=== SHORT PROBLEM ===
Update the rows below by replacing "single point" with "single marker" wherever it occurs, keeping everything else the same.

*-*-*

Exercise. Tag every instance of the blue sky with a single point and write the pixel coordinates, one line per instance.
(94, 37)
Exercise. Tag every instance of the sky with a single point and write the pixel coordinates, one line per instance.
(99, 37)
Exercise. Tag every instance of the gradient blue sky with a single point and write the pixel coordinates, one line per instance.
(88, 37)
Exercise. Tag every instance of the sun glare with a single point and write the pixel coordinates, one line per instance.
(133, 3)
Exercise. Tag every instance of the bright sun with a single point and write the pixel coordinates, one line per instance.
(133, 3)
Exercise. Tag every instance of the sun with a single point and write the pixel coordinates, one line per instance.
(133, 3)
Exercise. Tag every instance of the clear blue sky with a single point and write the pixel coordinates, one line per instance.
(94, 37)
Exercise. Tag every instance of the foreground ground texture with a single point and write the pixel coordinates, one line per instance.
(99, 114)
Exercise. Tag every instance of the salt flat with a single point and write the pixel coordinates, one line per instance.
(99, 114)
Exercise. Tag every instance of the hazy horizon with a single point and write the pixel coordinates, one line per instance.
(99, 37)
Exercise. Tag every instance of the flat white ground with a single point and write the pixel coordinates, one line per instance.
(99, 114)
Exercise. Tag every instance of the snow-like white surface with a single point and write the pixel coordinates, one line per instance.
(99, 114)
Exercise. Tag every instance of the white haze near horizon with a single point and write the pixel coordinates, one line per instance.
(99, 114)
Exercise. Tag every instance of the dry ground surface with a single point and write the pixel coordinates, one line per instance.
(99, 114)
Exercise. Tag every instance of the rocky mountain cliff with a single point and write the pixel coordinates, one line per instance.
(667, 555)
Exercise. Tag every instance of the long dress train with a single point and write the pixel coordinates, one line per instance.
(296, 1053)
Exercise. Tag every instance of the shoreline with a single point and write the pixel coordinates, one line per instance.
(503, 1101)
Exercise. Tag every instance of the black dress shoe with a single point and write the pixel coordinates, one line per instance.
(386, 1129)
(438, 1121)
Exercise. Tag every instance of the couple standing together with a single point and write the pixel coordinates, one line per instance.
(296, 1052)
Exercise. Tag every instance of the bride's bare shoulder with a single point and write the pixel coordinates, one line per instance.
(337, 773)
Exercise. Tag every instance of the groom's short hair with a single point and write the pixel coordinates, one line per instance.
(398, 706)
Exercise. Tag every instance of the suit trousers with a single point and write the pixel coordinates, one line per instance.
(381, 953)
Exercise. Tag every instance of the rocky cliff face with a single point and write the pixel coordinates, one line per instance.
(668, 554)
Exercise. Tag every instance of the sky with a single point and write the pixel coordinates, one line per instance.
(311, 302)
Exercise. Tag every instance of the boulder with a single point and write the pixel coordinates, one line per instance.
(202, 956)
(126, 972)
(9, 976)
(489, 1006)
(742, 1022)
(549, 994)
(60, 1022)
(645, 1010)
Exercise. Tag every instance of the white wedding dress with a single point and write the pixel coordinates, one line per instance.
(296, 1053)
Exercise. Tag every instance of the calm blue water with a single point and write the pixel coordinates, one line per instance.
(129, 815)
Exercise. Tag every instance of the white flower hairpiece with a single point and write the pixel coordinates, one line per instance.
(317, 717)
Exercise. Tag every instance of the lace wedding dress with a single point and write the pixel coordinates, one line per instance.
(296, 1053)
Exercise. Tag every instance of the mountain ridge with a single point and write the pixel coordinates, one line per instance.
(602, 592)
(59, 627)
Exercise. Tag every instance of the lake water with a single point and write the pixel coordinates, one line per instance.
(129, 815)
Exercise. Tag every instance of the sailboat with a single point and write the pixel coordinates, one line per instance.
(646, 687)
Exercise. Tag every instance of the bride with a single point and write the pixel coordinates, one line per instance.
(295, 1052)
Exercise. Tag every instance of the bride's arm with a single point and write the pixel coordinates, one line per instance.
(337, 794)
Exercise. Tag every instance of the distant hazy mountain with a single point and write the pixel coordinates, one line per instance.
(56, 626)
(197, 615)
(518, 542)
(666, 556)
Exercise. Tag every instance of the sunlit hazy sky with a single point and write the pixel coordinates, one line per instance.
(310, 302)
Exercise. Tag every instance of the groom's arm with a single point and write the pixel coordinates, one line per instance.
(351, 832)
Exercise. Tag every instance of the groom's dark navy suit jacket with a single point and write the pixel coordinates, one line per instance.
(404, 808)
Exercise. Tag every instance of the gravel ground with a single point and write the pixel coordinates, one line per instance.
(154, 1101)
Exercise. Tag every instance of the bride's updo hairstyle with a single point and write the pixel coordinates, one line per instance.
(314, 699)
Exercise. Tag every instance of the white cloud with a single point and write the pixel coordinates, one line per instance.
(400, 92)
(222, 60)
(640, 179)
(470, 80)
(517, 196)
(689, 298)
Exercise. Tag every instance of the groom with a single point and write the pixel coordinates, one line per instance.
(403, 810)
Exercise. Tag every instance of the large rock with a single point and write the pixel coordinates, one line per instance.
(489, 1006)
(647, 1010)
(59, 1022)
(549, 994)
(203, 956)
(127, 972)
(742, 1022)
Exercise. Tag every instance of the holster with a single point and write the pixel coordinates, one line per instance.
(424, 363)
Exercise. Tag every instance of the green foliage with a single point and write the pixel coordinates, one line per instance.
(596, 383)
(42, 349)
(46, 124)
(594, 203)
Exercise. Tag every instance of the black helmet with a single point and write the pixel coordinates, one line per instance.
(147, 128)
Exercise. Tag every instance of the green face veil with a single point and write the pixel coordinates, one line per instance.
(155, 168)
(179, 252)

*-*-*

=== SOLUTION ===
Exercise. Tag every instance of the blue sky with a single marker and write the pixel coordinates, one line per instance.
(94, 37)
Exercise. Tag every instance of the sky with a single marker and write the pixel coordinates, one line per instance.
(99, 37)
Exercise. Tag every instance of the gradient blue sky with a single marker and write the pixel coordinates, one line per instance.
(88, 37)
Exercise. Tag every instance of the sun glare with a single marker and write the pixel coordinates, one line per instance.
(133, 3)
Exercise. Tag every instance of the bright sun with a single marker and write the pixel coordinates, one line per instance.
(133, 3)
Exercise. Tag every instance of the sun with a single marker and write the pixel coordinates, one line per instance.
(133, 3)
Exercise. Tag every instance of the clear blue sky with a single marker and write the pixel coordinates, one line per instance.
(94, 37)
Exercise. Tag every instance of the foreground ground texture with a single marker and write the pixel coordinates, one line per instance.
(99, 114)
Exercise. Tag every instance of the salt flat with a single marker and write the pixel coordinates, one line per instance.
(99, 114)
Exercise. Tag every instance of the hazy horizon with a single marker and write the pixel coordinates, one line per instance.
(99, 37)
Exercise. Tag every instance of the flat white ground with a single marker and write the pixel coordinates, one line per instance.
(99, 114)
Exercise. Tag every instance of the snow-like white surface with a single marker and write the pixel coordinates, one line per instance.
(99, 114)
Exercise. Tag every instance of the white haze near horizon with a single marker and write the pixel coordinates, one line per instance.
(99, 114)
Exercise. Tag every instance of the dry ground surface with a single marker and write the pixel coordinates, one line per instance.
(99, 114)
Exercise. Tag every instance of the rocky mountain cliff with a single marker and write the pixel coordinates, one line per instance.
(667, 555)
Exercise. Tag every instance of the long dress train with a single marker and write the pixel coordinates, one line per instance.
(296, 1053)
Exercise. Tag every instance of the shoreline with a single marker and write the pixel coordinates, one line per instance.
(503, 1101)
Exercise. Tag every instance of the black dress shoe with a single marker and write the pixel coordinates, one line per instance.
(386, 1129)
(438, 1121)
Exercise. Tag every instance of the couple standing together with a single marker and write the pixel coordinates, one line per instance.
(296, 1052)
Exercise. Tag every instance of the bride's bare shoulder with a single marker and write the pixel coordinates, one line per instance.
(337, 773)
Exercise. Tag every instance of the groom's short hair with a single marker and write the pixel coordinates, one line per instance.
(398, 706)
Exercise. Tag every instance of the suit trousers with a single marker and write the pixel coordinates, one line per instance.
(381, 953)
Exercise. Tag every instance of the rocky cliff face with a single marker and write the pixel coordinates, one line per instance.
(668, 554)
Exercise. Tag every instance of the sky with a single marker and write the pixel coordinates, one line per instance.
(311, 302)
Exercise. Tag every instance of the boulder with a single marker and write the pixel coordinates, one line per instance.
(202, 956)
(126, 972)
(9, 976)
(489, 1006)
(742, 1022)
(549, 994)
(60, 1022)
(645, 1010)
Exercise. Tag every instance of the white wedding dress with a single marker and write the pixel coordinates, one line per instance.
(296, 1053)
Exercise. Tag every instance of the calm blue water with a single marker and write the pixel coordinates, one line per instance.
(129, 815)
Exercise. Tag every instance of the white flower hairpiece with a single marker and write the pixel coordinates, one line per instance.
(317, 717)
Exercise. Tag every instance of the lace wedding dress with a single marker and write the pixel coordinates, one line per instance.
(296, 1053)
Exercise. Tag every instance of the mountain ridge with a single marker and write the pixel coordinates, one line per instance.
(602, 592)
(59, 627)
Exercise. Tag every instance of the lake water with a single marker and write the pixel coordinates, one line per instance.
(129, 815)
Exercise. Tag every instance of the sailboat with a single marker and write the pixel coordinates, one line per instance.
(646, 687)
Exercise. Tag every instance of the bride with a single marker and write the pixel coordinates, one line per instance.
(295, 1052)
Exercise. Tag every instance of the bride's arm with a single marker and write the pixel coordinates, one line per instance.
(337, 794)
Exercise. Tag every instance of the distant hazy mountain with a single marker and write the pixel coordinates, one line per instance.
(56, 626)
(197, 615)
(518, 542)
(666, 556)
Exercise. Tag every instance of the sunlit hazy sky with a single marker and write the pixel coordinates, one line per instance.
(310, 302)
Exercise. Tag every instance of the groom's arm with a single marker and write the pixel coordinates, one line per instance.
(351, 832)
Exercise. Tag every instance of the groom's dark navy suit jacket with a single marker and write the pixel coordinates, one line per instance.
(404, 808)
Exercise. Tag every instance of the gravel ground with a single marker and write the pixel coordinates, one line per instance.
(154, 1101)
Exercise. Tag every instance of the bride's updo hairstyle with a single marker and write the pixel coordinates, one line per instance.
(314, 699)
Exercise. Tag every instance of the white cloud with a single marker and write the pixel coordinates, one line per instance.
(400, 92)
(222, 60)
(640, 179)
(470, 80)
(517, 196)
(689, 298)
Exercise. Tag every instance of the groom with a single marker and write the pixel coordinates, one line per instance.
(403, 810)
Exercise. Tag every instance of the large rock with a single marker and write the pixel coordinates, one line per instance.
(489, 1006)
(647, 1010)
(59, 1022)
(549, 994)
(203, 956)
(127, 972)
(742, 1022)
Exercise. Tag every instance of the holster with a single marker and write the pixel coordinates, one line per instance.
(424, 363)
Exercise. Tag every instance of the green foliage with a single marker and write the pixel coordinates, one line per instance.
(596, 383)
(42, 349)
(46, 124)
(594, 203)
Exercise. Tag every instance of the black helmet with a single marker and write the pixel coordinates, one line per instance.
(147, 128)
Exercise. Tag every instance of the green face veil with a single marker and write the pixel coordinates, one line per instance.
(155, 168)
(179, 252)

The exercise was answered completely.